Aim: Rewrite the lines below, changing "gray rock" to "gray boulder" wherever it occurs and leaving everything else unaltered.
○ ○ ○
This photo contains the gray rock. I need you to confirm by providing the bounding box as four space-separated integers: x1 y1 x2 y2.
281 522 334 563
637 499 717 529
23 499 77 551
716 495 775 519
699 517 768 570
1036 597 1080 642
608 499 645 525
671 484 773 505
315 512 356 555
○ ○ ○
Complete answer:
This photo contains the gray boulder. I need you to confirm by providing the bounding box as four space-separated integers: x1 y1 x2 y2.
281 522 334 563
637 499 717 529
23 499 77 551
716 495 775 519
699 517 768 570
1036 597 1080 642
608 499 645 525
671 484 773 505
315 512 356 555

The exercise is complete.